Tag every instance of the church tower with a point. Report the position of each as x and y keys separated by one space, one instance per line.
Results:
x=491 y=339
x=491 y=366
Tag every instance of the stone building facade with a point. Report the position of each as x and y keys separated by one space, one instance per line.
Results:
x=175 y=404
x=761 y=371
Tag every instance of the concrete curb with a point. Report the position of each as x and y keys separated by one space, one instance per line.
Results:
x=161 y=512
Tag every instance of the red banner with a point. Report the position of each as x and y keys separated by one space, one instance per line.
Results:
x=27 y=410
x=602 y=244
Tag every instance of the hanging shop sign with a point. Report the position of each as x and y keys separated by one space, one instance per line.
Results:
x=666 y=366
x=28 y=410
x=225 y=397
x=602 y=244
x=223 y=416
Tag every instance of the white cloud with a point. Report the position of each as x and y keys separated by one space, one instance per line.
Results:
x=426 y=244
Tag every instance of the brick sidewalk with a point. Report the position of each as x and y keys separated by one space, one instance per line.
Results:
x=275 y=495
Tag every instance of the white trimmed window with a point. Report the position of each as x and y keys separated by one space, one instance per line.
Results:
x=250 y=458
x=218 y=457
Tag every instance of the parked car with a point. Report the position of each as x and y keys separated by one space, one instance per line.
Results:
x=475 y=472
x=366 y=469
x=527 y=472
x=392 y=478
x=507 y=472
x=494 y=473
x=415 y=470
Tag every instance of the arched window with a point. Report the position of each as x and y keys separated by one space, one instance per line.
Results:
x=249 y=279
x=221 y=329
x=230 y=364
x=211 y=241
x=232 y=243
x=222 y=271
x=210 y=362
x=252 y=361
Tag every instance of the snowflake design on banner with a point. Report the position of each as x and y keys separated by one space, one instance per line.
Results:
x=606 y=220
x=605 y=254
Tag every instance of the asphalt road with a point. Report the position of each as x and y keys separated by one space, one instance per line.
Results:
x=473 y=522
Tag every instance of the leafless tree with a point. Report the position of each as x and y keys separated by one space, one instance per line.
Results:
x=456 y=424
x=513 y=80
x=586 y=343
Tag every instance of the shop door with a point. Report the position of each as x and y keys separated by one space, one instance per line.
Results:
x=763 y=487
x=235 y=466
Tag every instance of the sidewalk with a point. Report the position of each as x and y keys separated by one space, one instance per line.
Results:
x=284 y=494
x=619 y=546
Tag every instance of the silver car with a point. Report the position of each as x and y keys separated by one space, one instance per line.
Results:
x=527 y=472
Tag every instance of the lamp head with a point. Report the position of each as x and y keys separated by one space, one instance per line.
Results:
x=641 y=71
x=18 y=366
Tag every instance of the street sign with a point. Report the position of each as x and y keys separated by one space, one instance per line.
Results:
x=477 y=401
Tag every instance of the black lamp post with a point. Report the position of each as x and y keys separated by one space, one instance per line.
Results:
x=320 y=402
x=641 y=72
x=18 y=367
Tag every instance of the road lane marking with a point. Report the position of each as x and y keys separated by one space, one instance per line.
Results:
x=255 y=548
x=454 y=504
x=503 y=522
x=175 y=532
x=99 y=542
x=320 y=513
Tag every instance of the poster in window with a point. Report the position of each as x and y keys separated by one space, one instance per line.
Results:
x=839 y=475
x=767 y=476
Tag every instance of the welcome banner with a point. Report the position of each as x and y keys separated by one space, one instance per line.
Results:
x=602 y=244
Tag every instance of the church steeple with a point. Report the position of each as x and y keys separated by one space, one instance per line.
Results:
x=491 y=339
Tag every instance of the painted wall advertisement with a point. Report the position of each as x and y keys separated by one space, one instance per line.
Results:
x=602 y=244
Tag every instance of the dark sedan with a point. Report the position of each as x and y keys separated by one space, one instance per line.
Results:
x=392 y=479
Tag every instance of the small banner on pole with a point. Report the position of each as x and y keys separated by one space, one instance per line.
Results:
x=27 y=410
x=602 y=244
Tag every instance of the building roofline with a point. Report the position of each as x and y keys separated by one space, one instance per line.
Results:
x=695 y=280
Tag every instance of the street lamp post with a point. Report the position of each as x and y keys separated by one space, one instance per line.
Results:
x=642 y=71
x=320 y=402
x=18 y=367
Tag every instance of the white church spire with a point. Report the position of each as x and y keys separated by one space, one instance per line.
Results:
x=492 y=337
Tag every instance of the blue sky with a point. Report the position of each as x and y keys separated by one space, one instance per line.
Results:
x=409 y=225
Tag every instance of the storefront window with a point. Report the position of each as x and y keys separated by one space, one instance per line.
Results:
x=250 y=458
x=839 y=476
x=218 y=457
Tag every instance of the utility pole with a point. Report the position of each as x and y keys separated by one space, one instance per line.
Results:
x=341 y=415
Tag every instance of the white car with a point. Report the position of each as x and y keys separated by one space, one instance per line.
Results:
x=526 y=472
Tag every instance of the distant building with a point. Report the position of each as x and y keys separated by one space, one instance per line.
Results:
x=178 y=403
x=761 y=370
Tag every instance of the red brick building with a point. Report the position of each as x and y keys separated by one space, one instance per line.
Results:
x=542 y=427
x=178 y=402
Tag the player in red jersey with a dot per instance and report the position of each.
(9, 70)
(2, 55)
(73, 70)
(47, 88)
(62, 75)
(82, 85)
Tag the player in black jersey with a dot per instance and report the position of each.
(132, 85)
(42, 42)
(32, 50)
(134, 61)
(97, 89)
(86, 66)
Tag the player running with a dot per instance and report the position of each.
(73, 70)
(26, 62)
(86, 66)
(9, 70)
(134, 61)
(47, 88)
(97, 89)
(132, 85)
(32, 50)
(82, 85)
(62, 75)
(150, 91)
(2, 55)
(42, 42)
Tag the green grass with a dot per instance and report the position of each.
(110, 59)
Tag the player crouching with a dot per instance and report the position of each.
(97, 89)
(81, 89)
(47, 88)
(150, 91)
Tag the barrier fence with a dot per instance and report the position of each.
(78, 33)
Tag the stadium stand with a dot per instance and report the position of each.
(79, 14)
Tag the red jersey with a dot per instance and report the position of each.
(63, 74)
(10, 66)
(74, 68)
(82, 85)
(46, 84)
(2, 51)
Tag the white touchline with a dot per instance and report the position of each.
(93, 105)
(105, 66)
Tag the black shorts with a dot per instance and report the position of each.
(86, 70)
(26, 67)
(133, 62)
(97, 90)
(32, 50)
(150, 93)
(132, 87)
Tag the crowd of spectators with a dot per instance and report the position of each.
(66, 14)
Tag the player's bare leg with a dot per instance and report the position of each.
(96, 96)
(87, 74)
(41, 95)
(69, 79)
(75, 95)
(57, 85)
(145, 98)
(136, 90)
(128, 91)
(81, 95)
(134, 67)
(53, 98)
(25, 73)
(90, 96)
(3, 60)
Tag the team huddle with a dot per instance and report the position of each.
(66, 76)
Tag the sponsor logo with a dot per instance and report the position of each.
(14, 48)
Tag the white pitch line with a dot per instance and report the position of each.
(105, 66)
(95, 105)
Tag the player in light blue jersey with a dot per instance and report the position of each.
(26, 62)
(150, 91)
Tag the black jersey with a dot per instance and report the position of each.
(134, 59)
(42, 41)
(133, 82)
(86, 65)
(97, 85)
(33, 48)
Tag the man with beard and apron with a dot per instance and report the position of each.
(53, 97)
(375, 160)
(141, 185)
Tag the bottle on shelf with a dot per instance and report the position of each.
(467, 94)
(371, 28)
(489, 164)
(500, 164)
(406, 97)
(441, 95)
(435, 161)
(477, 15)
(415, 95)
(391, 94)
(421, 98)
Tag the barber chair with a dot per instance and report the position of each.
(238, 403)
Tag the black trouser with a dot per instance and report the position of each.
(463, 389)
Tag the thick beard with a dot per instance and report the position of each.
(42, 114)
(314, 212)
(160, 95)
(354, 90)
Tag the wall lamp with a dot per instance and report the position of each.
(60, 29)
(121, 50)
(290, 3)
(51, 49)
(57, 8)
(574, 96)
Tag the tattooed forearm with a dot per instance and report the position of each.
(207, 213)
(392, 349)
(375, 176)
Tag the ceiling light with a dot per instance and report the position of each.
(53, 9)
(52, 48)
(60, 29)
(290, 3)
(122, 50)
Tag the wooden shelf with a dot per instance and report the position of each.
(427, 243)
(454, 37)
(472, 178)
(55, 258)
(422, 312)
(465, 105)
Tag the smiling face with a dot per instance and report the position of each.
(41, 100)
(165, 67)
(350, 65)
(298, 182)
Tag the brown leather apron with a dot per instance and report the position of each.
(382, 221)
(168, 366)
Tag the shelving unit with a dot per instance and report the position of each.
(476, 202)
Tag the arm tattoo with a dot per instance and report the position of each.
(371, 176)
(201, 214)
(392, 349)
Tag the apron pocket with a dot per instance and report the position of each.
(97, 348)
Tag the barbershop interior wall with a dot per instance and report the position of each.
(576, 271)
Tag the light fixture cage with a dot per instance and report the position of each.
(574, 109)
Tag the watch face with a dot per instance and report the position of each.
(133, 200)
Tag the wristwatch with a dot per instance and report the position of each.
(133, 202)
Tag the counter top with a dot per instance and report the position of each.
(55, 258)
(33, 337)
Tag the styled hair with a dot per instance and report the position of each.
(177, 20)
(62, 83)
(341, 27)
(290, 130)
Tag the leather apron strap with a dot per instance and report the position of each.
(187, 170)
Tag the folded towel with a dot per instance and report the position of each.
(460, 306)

YOUR ASSIGNMENT ▸ Your reply should be only the number of lines in the records above that include "sidewalk".

OUTPUT FOR THIS TASK ▸ 2